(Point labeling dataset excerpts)
☆ ☆ ☆ ☆

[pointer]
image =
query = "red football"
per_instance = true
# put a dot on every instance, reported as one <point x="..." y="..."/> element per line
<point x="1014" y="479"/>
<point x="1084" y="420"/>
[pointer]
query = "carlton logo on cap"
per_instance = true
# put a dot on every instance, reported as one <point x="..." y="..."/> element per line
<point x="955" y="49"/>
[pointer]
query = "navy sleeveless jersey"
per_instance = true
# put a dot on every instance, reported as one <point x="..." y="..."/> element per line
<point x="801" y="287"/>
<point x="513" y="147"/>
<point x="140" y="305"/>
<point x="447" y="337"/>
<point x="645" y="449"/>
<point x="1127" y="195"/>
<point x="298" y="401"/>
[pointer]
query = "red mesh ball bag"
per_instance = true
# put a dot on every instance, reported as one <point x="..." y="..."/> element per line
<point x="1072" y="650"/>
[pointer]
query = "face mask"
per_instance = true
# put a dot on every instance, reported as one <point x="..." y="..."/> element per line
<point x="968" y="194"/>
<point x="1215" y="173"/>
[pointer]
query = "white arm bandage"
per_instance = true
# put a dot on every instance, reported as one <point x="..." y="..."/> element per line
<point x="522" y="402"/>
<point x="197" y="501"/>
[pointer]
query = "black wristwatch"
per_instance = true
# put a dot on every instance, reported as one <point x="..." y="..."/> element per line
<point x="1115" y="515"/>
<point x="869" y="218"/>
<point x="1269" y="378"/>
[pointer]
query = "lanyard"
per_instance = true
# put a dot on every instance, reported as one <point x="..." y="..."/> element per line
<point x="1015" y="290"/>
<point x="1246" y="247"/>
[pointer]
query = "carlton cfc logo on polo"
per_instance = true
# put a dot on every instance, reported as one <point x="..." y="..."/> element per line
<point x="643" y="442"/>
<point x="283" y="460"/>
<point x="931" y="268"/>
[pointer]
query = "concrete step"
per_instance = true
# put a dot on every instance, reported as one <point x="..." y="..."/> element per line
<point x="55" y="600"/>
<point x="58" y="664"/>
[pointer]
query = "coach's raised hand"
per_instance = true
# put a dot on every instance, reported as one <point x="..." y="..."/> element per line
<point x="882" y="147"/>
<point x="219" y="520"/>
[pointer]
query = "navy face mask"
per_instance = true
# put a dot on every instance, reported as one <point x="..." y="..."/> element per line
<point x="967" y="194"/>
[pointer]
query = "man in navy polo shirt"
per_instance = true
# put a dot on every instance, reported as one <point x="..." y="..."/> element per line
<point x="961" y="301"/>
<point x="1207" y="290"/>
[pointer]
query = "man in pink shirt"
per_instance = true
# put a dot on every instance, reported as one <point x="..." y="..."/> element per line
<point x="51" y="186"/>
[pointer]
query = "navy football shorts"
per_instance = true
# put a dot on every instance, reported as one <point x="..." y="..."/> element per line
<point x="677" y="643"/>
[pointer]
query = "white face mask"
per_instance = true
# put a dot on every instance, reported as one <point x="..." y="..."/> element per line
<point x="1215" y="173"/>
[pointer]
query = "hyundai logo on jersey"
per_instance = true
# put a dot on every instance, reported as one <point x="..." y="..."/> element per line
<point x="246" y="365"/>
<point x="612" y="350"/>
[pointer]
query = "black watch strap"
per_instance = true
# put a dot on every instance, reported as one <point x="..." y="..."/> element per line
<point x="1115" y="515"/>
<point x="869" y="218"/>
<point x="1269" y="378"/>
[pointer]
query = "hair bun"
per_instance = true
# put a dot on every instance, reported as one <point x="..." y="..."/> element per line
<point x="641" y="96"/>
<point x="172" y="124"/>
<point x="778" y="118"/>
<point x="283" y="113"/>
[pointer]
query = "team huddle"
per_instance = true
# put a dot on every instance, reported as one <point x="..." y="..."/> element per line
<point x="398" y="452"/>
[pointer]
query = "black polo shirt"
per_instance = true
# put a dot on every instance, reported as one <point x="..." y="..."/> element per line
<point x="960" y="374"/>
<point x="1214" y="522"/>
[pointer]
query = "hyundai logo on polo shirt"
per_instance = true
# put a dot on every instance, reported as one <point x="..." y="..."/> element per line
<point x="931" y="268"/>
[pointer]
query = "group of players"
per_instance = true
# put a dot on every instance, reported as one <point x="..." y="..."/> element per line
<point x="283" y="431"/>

☆ ☆ ☆ ☆

What to produce: Every entry must be retyped in full, exactly as given.

Completed exercise:
[pointer]
image =
query = "red football"
per_instance = true
# put a dot on every instance, reported as one <point x="..." y="..."/> element per line
<point x="1014" y="479"/>
<point x="1084" y="420"/>
[pointer]
query = "carlton logo on cap"
per_instance = true
# put a dot on every instance, reported as one <point x="..." y="..."/> element per line
<point x="955" y="49"/>
[pointer]
query = "navy sleeveless jersey"
per_instance = true
# put a dot on every instance, reported as one <point x="..." y="..."/> element per line
<point x="801" y="287"/>
<point x="513" y="147"/>
<point x="140" y="305"/>
<point x="447" y="337"/>
<point x="645" y="449"/>
<point x="1127" y="195"/>
<point x="298" y="401"/>
[pointer]
query = "red mesh ball bag"
per_instance = true
# put a dot on every instance, reported as one <point x="..." y="..."/> element per line
<point x="1072" y="650"/>
[pointer]
query = "face mask"
per_instance = true
# put a dot on every instance, reported as one <point x="..." y="..."/> element per line
<point x="968" y="194"/>
<point x="1215" y="173"/>
[pointer]
query = "white arm bandage"
per_instance = true
# put a dot on every instance, reported as one <point x="..." y="..."/> element per line
<point x="522" y="402"/>
<point x="197" y="501"/>
[pointer]
query = "black wristwatch"
per_instance = true
# put a dot on every instance, reported as one <point x="..." y="..."/> element per line
<point x="1115" y="515"/>
<point x="869" y="218"/>
<point x="1269" y="378"/>
[pointer]
query = "lanyard"
per_instance = true
# put a dot on every instance, reported as one <point x="..." y="..."/> element per line
<point x="1015" y="290"/>
<point x="1246" y="247"/>
[pointer]
query = "carlton cfc logo on polo"
per_instance = true
# put a dot on every instance, reported as one <point x="..." y="..."/> element per line
<point x="643" y="442"/>
<point x="283" y="460"/>
<point x="931" y="268"/>
[pointer]
query = "concrete step"
per_instance = true
# put a dot on every instance, reported as one <point x="..." y="..."/> element per line
<point x="55" y="600"/>
<point x="58" y="664"/>
[pointer]
query = "coach's raised hand"
per_instance = true
# put a dot on every instance, reported as one <point x="..." y="..."/> element per line
<point x="882" y="147"/>
<point x="219" y="520"/>
[pointer]
query = "navy face mask"
per_instance = true
# put a dot on every instance, reported as one <point x="..." y="..."/> element per line
<point x="967" y="194"/>
[pointer]
query = "man in navy polo shirt"
per_instance = true
# put a dot on every instance, reported as one <point x="..." y="..."/> element per line
<point x="961" y="301"/>
<point x="1207" y="290"/>
[pointer]
query = "man in pink shirt"
per_instance = true
# put a dot on every instance, reported as one <point x="..." y="..."/> element per line
<point x="51" y="186"/>
[pointer]
query = "navy football shorts"
per_instance = true
# put a dot on every instance, reported as one <point x="..." y="..."/> element per line
<point x="677" y="643"/>
[pointer]
query = "white face mask"
per_instance = true
# put a dot on every instance, reported as one <point x="..." y="..."/> element per line
<point x="1215" y="173"/>
[pointer]
query = "hyundai logo on jersey"
per_instance = true
# put a dot on every instance, reported as one <point x="..." y="..."/> element per line
<point x="246" y="365"/>
<point x="612" y="350"/>
[pointer]
query = "black watch strap"
per_instance = true
# put a dot on every instance, reported as one <point x="..." y="..."/> element per line
<point x="1115" y="515"/>
<point x="869" y="218"/>
<point x="1269" y="378"/>
[pointer]
query = "hair bun"
per_instance = true
# put a dot on every instance, reported as one <point x="..." y="..."/> element per line
<point x="641" y="96"/>
<point x="172" y="124"/>
<point x="778" y="118"/>
<point x="283" y="113"/>
[pointer]
query = "team huddle"
per_instance = true
# put a dot on every instance, reported as one <point x="..." y="..."/> element per line
<point x="398" y="452"/>
[pointer]
query = "black polo shirt"
per_instance = true
# put a dot on every instance, reported as one <point x="..." y="..."/> element per line
<point x="960" y="374"/>
<point x="1214" y="522"/>
[pointer]
query = "hyundai logo on polo shirt"
per_instance = true
# put a dot on every instance, reported as one <point x="..." y="..."/> element per line
<point x="931" y="268"/>
[pointer]
query = "group of players"
per_instance = true
# put a dot on every instance, reported as one <point x="..." y="..."/> element per line
<point x="283" y="431"/>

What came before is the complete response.